▶ [Фрагмент документа]:
Общественное мнение в Советском Союзе было двуликим и сложным, как и сама жизнь в стране, где карались не только действия, но и слова и даже мысли. Поэтому люди часто говорили на собрании одно, а в доверительных разговорах — совсем другое. Иногда недовольство выливалось наружу — и человек говорил во всеуслышанье о том, о чем думали, но молчали другие. И это тоже был феномен общественного мнения.
Сталин умел управлять умонастроениями в обществе, во всяком случае, делал это более успешно, чем его последователи. Он использовал ситуацию холодной войны, чтобы блокировать развитие настроений недовольства от нереализованных послепобедных ожиданий и направил энергию негодования по проверенному руслу поиска внешних и внутренних «врагов». Он сохранил за собой позицию верховного арбитра в разногласиях между народом и властью, и это гарантировало ему лояльность со стороны
общественного мнения и принятие общественностью любых, даже непопулярных решений.

Извлечённые записи:
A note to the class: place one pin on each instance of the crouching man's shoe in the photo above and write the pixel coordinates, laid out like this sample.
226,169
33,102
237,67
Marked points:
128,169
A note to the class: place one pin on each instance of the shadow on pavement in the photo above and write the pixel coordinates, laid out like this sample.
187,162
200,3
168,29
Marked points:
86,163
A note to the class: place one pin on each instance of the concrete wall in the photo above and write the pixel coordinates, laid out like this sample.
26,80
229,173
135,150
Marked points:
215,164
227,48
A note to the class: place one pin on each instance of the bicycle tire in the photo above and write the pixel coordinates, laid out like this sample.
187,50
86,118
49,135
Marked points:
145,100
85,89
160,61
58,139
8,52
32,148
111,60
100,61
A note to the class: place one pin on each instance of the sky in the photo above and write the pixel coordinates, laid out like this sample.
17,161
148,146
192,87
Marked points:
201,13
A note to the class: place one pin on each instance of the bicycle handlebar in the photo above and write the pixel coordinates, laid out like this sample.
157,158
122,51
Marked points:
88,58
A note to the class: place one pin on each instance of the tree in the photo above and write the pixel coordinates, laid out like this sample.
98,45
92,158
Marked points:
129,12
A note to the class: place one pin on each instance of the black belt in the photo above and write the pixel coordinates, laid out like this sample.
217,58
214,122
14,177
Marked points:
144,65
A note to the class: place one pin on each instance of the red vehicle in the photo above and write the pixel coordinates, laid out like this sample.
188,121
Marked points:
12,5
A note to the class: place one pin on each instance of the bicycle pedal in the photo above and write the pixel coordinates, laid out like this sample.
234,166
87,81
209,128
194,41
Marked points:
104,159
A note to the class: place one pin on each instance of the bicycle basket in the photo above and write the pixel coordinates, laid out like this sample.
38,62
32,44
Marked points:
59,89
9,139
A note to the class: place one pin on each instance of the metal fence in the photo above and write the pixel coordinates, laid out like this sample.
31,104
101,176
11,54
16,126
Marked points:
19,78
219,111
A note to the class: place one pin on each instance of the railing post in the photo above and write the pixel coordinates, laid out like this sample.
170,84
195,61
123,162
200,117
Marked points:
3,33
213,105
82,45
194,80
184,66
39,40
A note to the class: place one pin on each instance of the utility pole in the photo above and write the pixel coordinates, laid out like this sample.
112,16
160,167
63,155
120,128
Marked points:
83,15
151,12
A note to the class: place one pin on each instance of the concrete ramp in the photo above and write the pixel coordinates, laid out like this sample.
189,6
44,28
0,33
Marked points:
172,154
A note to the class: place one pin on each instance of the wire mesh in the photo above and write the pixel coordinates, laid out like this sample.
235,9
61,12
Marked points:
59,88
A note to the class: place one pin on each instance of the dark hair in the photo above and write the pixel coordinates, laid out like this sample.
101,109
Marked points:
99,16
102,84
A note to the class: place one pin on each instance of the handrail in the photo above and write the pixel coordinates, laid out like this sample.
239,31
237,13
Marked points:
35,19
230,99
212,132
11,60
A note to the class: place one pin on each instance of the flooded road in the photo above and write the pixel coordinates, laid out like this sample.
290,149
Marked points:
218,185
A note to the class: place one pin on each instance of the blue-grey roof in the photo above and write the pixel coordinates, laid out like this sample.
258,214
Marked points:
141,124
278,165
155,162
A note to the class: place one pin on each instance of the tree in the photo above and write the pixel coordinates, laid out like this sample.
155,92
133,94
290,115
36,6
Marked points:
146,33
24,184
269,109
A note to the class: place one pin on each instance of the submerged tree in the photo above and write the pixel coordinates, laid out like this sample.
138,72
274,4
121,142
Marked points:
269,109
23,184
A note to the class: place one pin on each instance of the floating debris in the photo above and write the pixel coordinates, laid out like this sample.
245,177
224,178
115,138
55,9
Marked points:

▶ [Ваша задача]: Скопируйте из приведённого выше фрагмента об общественном мнении в СССР отрывок, который начинается словами «Общественное мнение в» и продолжается до слов «феномен общественного мнения.» включительно.

▶ [Результат задания]:
Общественное мнение в Советском Союзе было двуликим и сложным, как и сама жизнь в стране, где карались не только действия, но и слова и даже мысли. Поэтому люди часто говорили на собрании одно, а в доверительных разговорах — совсем другое. Иногда недовольство выливалось наружу — и человек говорил во всеуслышанье о том, о чем думали, но молчали другие. И это тоже был феномен общественного мнения.